The task: What follows is a listing; give it again exactly, in its entirety.

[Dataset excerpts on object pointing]
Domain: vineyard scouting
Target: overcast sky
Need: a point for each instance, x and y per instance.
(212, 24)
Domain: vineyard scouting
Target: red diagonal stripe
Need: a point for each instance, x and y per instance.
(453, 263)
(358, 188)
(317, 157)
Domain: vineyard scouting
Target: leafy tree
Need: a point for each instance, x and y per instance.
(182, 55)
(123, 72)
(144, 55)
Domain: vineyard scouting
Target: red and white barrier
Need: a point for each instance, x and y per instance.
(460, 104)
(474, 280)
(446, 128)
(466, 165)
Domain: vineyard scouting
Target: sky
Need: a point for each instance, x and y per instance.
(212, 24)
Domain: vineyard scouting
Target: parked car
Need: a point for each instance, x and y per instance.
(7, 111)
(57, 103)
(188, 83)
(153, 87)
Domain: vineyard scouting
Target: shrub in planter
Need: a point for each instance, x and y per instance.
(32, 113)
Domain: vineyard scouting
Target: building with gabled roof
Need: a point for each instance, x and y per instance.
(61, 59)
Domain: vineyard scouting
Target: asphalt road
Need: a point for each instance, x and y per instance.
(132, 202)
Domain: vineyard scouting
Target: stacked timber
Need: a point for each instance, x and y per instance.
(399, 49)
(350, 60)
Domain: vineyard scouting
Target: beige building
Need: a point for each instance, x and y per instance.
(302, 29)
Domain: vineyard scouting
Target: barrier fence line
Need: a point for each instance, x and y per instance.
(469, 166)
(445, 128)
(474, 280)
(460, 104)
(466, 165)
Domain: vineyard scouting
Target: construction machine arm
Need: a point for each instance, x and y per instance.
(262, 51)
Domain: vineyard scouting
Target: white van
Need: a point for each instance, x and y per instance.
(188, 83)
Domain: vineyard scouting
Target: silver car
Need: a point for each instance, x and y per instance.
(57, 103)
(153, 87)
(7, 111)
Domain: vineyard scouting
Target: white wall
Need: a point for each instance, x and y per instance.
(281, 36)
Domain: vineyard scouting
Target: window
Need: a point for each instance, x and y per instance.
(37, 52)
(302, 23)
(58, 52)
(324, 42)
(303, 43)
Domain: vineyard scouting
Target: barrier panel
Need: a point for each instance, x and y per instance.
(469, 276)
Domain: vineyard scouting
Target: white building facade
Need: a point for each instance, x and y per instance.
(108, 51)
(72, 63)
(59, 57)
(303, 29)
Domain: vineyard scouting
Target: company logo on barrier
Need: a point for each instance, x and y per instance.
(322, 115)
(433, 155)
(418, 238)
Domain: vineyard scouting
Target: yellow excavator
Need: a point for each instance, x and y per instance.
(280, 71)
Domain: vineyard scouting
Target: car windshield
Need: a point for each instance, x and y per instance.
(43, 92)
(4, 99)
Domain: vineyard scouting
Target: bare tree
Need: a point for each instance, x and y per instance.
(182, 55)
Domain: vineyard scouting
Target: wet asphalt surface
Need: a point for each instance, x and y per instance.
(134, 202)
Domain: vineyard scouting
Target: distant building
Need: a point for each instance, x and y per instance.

Result for this exercise:
Domain: vineyard scouting
Target: overcast sky
Need: a point for each instance, x and y per instance.
(212, 24)
Domain: vineyard scouting
Target: red diagonal stripe
Need: a point for each instance, x and y per instance.
(453, 263)
(358, 188)
(317, 157)
Domain: vineyard scouting
Target: leafy tree
Need: a point for each instance, x and y per instance.
(182, 55)
(123, 72)
(144, 55)
Domain: vineyard scouting
Target: red and white barrier
Need: a point for each instance, x and y per instance.
(460, 104)
(474, 280)
(446, 128)
(466, 165)
Domain: vineyard scouting
Target: sky
Need: a point for each instance, x and y per instance.
(212, 24)
Domain: vineyard scouting
Target: parked car
Need: a point for each instance, x and y per instance.
(7, 111)
(57, 103)
(188, 83)
(153, 87)
Domain: vineyard scouting
Target: shrub in planter
Need: a point for each instance, x and y per instance.
(32, 113)
Domain: vineyard scouting
Target: building with gabled roof
Need: a point for each instance, x and y per instance.
(61, 59)
Domain: vineyard scouting
Target: asphalt road
Need: a point for each instance, x and y per instance.
(132, 202)
Domain: vineyard scouting
Target: stacked timber
Need: a point for each instance, x and y per instance.
(399, 49)
(350, 60)
Domain: vineyard scouting
Target: beige building
Need: a point for each instance, x and y per instance.
(302, 29)
Domain: vineyard scouting
Target: barrier fence line
Need: a point for each instance, x and y per instance.
(469, 166)
(445, 128)
(474, 280)
(460, 104)
(466, 165)
Domain: vineyard scouting
Target: construction machine arm
Need: a point for each instance, x and y per instance.
(262, 51)
Domain: vineyard scouting
Target: white van
Need: a point for each instance, x and y per instance.
(188, 83)
Domain: vineyard scouting
Target: silver car
Need: a point for each instance, x and y per instance.
(57, 103)
(153, 87)
(7, 111)
Domain: vineyard scouting
Target: white wall
Need: a point for each instance, x and y per instance.
(281, 36)
Domain: vineyard scouting
Target: window
Need: a point for each instance, x and y per instance.
(37, 52)
(302, 23)
(58, 52)
(324, 42)
(303, 43)
Domain: vineyard scouting
Target: barrier panel
Need: a point for each instance, x and y per instance.
(469, 276)
Domain: vineyard scouting
Target: white building facade
Need: a point for each instance, x and y per instance.
(108, 51)
(72, 63)
(59, 57)
(303, 29)
Domain: vineyard scouting
Target: company logo on barrier
Need: a point for each instance, x and y per instance.
(322, 115)
(433, 155)
(418, 238)
Domain: vineyard scouting
Target: yellow excavator
Need: a point for each instance, x and y per instance.
(280, 71)
Domain: vineyard scouting
Target: car windshield
Need: a point for each instance, x and y per instance.
(43, 92)
(4, 99)
Domain: vineyard scouting
Target: bare tree
Need: a point for each instance, x and y per instance.
(182, 55)
Domain: vineyard scouting
Target: wet asphalt surface
Need: a point for each instance, x and y per instance.
(134, 202)
Domain: vineyard scouting
Target: distant building
Need: a point for each instance, x and y per instance.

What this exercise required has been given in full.